### AUSGANGSTEXT
····················

Prozess in Saudi-Arabien: Saudi-Arabien will Aktivistin hinrichten
Gewalttaten hat sie offenbar keine begangen. Trotzdem droht einer Angeklagten in Saudi-Arabien die Todesstrafe. Wie reagiert die Bundesregierung auf den Fall?
In Saudi-Arabien soll erstmals eine Frau hingerichtet werden. Die Anklage wirft ihr keine Gewalttaten, sondern lediglich den Aufruf zu Protesten vor. In dem politischen Prozess fordert die Anklage nach Angaben von Amnesty International auch gegen vier weitere Menschenrechtsaktivisten die Todesstrafe, weil sie ebenfalls gegen die Regierung protestiert haben sollen. Die schiitische Aktivistin Israa al Ghomgham war gemeinsam mit ihrem ihr Mann Ende 2015 festgenommen worden. Ihr wird vorgeworfen, zu Protesten der schiitischen Minderheit aufgerufen zu haben. Der Prozess gilt Beobachtern als Auswuchs des harten Vorgehens von Kronprinz Mohammed bin Salman gegen innenpolitische Gegner. Zugleich hat der Kronprinz seinem Land einen radikalen Reformkurs ("Vision 2030") verordnet.

····················

### VORLIEGENDE DATEN
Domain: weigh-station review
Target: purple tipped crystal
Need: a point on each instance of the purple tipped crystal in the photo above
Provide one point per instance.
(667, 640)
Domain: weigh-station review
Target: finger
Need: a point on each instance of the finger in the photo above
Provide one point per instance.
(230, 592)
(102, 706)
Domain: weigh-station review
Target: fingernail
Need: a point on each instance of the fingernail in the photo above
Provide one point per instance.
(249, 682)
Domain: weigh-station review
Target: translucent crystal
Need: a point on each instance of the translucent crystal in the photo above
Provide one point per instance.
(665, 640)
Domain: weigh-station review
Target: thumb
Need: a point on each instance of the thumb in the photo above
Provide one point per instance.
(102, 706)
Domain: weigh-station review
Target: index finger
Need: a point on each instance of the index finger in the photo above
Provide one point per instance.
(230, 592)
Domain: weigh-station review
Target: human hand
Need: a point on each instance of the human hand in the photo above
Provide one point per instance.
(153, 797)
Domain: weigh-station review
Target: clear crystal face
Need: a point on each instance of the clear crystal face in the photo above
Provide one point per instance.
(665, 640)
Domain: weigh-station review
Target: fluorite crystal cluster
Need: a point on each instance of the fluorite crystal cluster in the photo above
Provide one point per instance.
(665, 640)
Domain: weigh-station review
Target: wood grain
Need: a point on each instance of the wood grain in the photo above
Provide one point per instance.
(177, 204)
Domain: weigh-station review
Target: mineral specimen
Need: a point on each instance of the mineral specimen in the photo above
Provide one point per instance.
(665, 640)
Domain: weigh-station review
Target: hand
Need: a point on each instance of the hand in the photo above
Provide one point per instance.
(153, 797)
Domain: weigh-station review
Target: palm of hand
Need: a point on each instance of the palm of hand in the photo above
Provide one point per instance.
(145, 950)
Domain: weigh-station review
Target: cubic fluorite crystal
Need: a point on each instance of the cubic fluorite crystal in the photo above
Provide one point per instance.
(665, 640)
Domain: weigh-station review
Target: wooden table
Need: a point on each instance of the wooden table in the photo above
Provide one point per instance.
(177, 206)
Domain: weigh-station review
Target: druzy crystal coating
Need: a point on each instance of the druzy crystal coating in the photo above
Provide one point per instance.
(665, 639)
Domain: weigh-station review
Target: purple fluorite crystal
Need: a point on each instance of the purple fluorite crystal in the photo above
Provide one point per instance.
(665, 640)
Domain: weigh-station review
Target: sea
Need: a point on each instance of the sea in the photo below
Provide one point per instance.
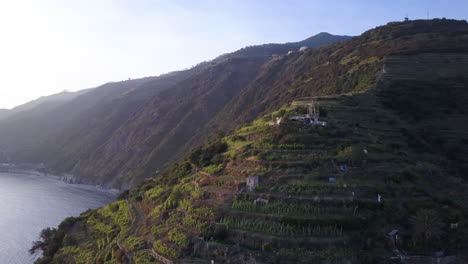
(30, 203)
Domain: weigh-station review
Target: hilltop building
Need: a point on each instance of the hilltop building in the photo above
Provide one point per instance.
(252, 181)
(312, 117)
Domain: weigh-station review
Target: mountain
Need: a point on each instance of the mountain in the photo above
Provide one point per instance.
(120, 133)
(42, 104)
(380, 177)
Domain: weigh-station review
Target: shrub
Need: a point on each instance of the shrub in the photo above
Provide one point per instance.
(69, 240)
(177, 237)
(161, 248)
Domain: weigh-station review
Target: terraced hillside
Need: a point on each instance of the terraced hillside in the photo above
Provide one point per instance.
(306, 208)
(384, 179)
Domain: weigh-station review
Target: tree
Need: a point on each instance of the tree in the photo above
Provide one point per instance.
(46, 243)
(427, 228)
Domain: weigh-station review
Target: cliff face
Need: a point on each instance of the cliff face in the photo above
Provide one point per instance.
(391, 158)
(120, 133)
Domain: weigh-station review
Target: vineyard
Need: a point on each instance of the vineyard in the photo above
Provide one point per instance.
(289, 209)
(284, 230)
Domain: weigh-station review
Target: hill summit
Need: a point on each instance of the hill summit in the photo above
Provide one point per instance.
(354, 152)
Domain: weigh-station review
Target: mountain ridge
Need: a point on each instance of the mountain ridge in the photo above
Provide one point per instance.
(60, 150)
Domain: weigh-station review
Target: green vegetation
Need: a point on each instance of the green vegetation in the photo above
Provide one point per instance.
(279, 229)
(310, 208)
(296, 210)
(161, 248)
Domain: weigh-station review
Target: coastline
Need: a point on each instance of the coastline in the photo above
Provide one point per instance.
(68, 179)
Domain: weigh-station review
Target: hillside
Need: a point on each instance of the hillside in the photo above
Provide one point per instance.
(42, 104)
(120, 133)
(390, 160)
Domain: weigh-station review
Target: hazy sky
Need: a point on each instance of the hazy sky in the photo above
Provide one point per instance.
(48, 46)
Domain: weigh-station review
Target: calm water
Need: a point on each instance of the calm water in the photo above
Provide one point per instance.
(30, 203)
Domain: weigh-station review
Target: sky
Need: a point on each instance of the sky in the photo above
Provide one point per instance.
(49, 46)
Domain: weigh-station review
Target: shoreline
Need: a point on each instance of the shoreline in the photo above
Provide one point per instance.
(68, 179)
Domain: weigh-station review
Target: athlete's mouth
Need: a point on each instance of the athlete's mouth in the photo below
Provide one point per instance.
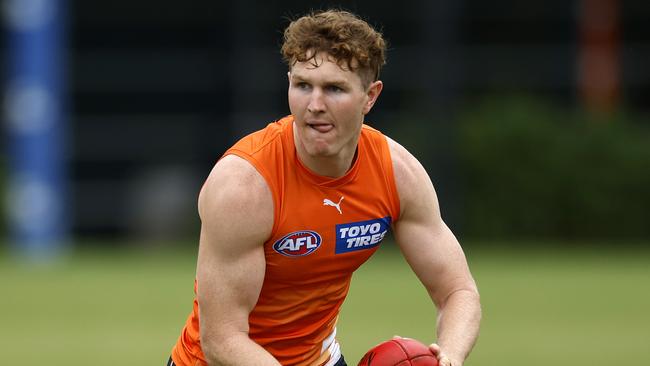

····················

### ZU ERLEDIGENDE AUFGABEN
1. Was wirft die Anklage der Aktivistin Israa al Ghomgham laut dem Text über den Prozess in Saudi-Arabien vor?
2. Führe den Text über den Prozess in Saudi-Arabien nach seinem letzten Satz fort.

### ANTWORTEN
1. Sie soll zu Protesten der schiitischen Minderheit aufgerufen haben.

2.
Der neue Fall drohender schlimmer Menschenrechtsverletzungen erschwert die Bemühungen der Bundesregierung, das Verhältnis zur Regierung in Riad wieder zu normalisieren. Außenminister Heiko Maas (SPD) steht vor der Aufgabe, gegenüber dem schwierigen Partner die Menschenrechte zu verteidigen, ohne damit die Chance auf eine Wiederannäherung beider Regierungen zu verbauen. Ende 2017 hatte das Königreich nach Kritik des damaligen Außenministers Sigmar Gabriel (SPD) an seiner Libanonpolitik ("Abenteurertum") seinen Botschafter aus Berlin abgezogen und seither nicht zurückgeschickt. Es folgten Drohungen aus Riad, deutschen Firmen keine Aufträge mehr zu erteilen. Nach Angaben des Auswärtigen Amtes bemüht sich Maas, eine Lösung zu finden.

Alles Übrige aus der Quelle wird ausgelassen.